*Aim of the task:* Go through the items below and copy out every line that contains the word "white".

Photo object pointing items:

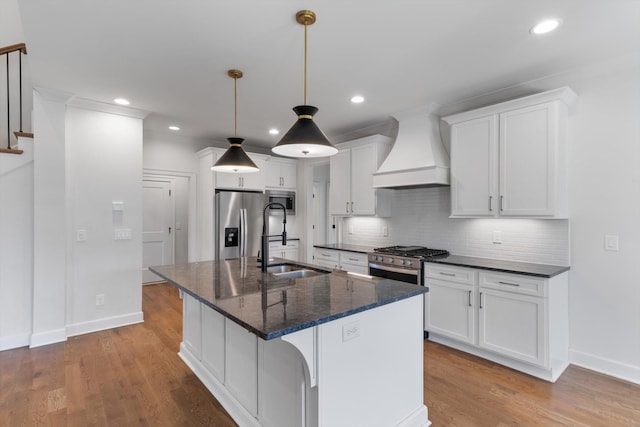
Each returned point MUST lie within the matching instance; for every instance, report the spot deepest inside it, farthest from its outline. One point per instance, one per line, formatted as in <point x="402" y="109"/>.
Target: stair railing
<point x="21" y="49"/>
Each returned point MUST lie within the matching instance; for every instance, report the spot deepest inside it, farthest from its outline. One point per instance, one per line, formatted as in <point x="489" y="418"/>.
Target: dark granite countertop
<point x="346" y="247"/>
<point x="525" y="268"/>
<point x="271" y="307"/>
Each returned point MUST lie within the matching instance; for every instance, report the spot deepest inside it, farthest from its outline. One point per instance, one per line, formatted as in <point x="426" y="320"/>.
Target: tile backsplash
<point x="420" y="216"/>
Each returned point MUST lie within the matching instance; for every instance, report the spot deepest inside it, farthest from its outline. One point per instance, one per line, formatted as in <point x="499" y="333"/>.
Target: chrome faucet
<point x="264" y="261"/>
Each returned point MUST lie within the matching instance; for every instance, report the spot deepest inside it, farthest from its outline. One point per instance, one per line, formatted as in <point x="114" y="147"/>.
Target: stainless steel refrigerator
<point x="238" y="223"/>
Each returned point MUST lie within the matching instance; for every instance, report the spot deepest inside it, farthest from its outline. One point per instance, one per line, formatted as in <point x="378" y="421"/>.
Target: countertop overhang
<point x="269" y="306"/>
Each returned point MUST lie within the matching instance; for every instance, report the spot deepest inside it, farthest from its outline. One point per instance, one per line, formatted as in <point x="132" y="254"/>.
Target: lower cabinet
<point x="354" y="262"/>
<point x="516" y="320"/>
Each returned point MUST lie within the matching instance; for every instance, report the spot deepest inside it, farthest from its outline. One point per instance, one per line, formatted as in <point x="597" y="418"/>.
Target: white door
<point x="157" y="227"/>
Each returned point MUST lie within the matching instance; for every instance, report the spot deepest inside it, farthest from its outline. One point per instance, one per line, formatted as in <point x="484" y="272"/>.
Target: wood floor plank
<point x="132" y="376"/>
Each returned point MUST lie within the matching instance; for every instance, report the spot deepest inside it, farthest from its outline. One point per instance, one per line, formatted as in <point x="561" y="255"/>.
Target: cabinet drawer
<point x="353" y="258"/>
<point x="327" y="255"/>
<point x="452" y="274"/>
<point x="525" y="285"/>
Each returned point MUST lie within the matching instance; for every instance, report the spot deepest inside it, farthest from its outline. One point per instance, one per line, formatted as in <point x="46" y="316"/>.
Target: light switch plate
<point x="611" y="243"/>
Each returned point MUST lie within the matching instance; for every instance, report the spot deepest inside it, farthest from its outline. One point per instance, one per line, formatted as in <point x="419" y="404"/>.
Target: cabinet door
<point x="513" y="325"/>
<point x="474" y="156"/>
<point x="449" y="310"/>
<point x="363" y="165"/>
<point x="340" y="197"/>
<point x="527" y="160"/>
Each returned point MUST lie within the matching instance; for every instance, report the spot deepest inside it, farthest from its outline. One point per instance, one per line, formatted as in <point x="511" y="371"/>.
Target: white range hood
<point x="417" y="158"/>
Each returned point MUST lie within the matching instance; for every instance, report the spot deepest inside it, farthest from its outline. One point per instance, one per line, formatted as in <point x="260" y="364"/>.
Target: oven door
<point x="407" y="275"/>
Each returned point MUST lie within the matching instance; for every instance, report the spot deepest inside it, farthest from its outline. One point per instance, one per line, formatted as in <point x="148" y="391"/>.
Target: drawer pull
<point x="510" y="284"/>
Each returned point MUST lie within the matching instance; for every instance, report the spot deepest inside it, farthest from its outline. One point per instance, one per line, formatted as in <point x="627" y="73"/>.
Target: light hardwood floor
<point x="132" y="376"/>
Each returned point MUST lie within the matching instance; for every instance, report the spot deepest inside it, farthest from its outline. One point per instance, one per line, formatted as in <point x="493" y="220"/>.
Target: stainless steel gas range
<point x="402" y="263"/>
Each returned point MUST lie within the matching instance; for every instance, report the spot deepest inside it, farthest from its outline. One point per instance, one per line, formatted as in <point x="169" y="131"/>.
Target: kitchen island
<point x="332" y="349"/>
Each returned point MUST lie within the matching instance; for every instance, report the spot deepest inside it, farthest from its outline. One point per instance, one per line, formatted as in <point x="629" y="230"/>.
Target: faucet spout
<point x="264" y="261"/>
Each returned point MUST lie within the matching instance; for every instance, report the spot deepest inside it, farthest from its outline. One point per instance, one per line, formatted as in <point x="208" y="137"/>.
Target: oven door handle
<point x="395" y="270"/>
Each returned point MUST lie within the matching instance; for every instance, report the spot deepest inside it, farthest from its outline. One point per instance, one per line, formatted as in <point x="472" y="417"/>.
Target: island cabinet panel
<point x="241" y="371"/>
<point x="192" y="325"/>
<point x="358" y="353"/>
<point x="281" y="385"/>
<point x="213" y="334"/>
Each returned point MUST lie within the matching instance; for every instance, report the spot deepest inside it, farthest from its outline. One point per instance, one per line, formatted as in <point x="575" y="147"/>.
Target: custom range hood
<point x="417" y="158"/>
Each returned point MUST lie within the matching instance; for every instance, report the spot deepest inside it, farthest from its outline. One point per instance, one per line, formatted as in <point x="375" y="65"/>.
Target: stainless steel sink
<point x="291" y="271"/>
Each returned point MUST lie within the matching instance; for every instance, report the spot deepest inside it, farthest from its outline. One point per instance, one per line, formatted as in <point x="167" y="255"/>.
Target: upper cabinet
<point x="281" y="173"/>
<point x="244" y="181"/>
<point x="509" y="159"/>
<point x="351" y="171"/>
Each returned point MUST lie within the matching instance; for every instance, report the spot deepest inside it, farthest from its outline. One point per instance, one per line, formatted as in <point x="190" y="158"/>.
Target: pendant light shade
<point x="305" y="139"/>
<point x="235" y="160"/>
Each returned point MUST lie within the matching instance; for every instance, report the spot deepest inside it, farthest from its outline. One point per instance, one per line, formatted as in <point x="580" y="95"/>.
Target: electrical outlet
<point x="350" y="331"/>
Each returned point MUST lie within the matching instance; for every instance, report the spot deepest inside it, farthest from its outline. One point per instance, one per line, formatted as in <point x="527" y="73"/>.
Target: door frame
<point x="192" y="239"/>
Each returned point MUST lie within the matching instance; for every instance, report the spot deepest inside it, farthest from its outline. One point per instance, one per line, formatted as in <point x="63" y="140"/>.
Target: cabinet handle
<point x="510" y="284"/>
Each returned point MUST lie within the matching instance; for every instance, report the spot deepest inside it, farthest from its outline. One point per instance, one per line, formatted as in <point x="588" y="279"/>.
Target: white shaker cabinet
<point x="351" y="171"/>
<point x="510" y="160"/>
<point x="450" y="304"/>
<point x="281" y="173"/>
<point x="516" y="320"/>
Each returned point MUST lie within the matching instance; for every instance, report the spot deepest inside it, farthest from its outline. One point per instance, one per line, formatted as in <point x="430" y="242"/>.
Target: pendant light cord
<point x="235" y="106"/>
<point x="305" y="64"/>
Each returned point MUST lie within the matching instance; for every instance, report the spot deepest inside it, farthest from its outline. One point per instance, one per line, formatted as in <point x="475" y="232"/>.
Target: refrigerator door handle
<point x="243" y="232"/>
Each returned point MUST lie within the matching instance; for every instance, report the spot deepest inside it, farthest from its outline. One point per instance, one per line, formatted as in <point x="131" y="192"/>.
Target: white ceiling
<point x="170" y="57"/>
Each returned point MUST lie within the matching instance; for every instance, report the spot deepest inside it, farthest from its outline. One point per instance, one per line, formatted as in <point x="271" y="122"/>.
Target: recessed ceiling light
<point x="545" y="26"/>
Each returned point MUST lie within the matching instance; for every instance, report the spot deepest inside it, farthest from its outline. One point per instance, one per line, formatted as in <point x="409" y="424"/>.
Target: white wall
<point x="604" y="198"/>
<point x="16" y="246"/>
<point x="104" y="164"/>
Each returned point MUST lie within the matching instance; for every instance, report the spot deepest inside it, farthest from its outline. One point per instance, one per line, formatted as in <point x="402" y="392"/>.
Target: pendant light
<point x="235" y="160"/>
<point x="305" y="139"/>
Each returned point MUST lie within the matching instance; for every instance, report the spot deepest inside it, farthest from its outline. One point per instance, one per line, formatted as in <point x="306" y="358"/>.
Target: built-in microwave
<point x="287" y="198"/>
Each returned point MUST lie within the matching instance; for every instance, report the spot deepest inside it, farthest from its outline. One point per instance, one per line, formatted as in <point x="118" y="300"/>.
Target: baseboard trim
<point x="605" y="366"/>
<point x="49" y="337"/>
<point x="14" y="341"/>
<point x="104" y="323"/>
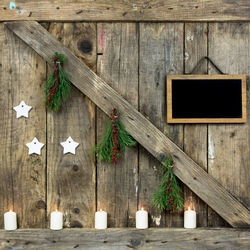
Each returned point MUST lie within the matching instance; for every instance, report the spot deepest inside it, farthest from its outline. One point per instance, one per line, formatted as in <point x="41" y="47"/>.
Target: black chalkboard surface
<point x="206" y="98"/>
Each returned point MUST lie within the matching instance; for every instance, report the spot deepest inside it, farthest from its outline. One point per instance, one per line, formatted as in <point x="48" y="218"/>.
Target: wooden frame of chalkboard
<point x="206" y="98"/>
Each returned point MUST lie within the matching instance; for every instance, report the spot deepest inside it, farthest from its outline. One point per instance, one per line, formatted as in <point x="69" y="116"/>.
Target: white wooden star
<point x="22" y="110"/>
<point x="69" y="146"/>
<point x="35" y="147"/>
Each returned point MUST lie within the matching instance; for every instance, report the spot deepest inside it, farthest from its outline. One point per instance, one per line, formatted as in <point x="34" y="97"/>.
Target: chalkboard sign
<point x="206" y="98"/>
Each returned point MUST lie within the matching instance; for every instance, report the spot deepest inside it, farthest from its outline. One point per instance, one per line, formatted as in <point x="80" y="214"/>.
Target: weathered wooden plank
<point x="228" y="145"/>
<point x="118" y="238"/>
<point x="161" y="53"/>
<point x="204" y="185"/>
<point x="118" y="64"/>
<point x="137" y="10"/>
<point x="195" y="135"/>
<point x="22" y="176"/>
<point x="71" y="178"/>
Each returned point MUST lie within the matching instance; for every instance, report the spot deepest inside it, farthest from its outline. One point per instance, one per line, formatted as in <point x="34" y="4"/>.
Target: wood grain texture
<point x="117" y="185"/>
<point x="204" y="185"/>
<point x="170" y="118"/>
<point x="113" y="239"/>
<point x="71" y="178"/>
<point x="228" y="145"/>
<point x="161" y="53"/>
<point x="195" y="135"/>
<point x="137" y="10"/>
<point x="22" y="178"/>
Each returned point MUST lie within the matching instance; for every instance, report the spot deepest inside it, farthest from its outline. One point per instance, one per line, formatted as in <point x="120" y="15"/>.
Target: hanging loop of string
<point x="199" y="63"/>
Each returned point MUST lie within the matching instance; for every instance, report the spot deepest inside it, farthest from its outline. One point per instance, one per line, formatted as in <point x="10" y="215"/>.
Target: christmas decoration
<point x="69" y="146"/>
<point x="57" y="86"/>
<point x="114" y="141"/>
<point x="168" y="196"/>
<point x="35" y="147"/>
<point x="22" y="110"/>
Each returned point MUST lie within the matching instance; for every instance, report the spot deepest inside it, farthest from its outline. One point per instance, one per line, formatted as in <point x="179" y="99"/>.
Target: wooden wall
<point x="135" y="59"/>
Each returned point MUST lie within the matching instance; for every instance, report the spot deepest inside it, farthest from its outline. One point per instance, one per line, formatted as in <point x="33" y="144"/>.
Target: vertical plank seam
<point x="207" y="124"/>
<point x="96" y="186"/>
<point x="139" y="109"/>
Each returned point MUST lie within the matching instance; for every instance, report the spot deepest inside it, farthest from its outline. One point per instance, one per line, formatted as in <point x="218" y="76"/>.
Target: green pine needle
<point x="104" y="149"/>
<point x="63" y="88"/>
<point x="161" y="200"/>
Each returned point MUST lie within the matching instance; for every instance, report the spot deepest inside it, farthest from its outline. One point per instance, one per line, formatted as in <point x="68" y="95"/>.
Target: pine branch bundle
<point x="57" y="86"/>
<point x="114" y="140"/>
<point x="168" y="196"/>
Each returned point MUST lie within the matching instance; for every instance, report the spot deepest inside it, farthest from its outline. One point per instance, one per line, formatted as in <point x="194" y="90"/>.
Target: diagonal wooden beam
<point x="151" y="138"/>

*Task response:*
Target: white door
Target: white range hood
Target: white shaker cabinet
Target: white ceiling
Target: white wall
Target: white wooden star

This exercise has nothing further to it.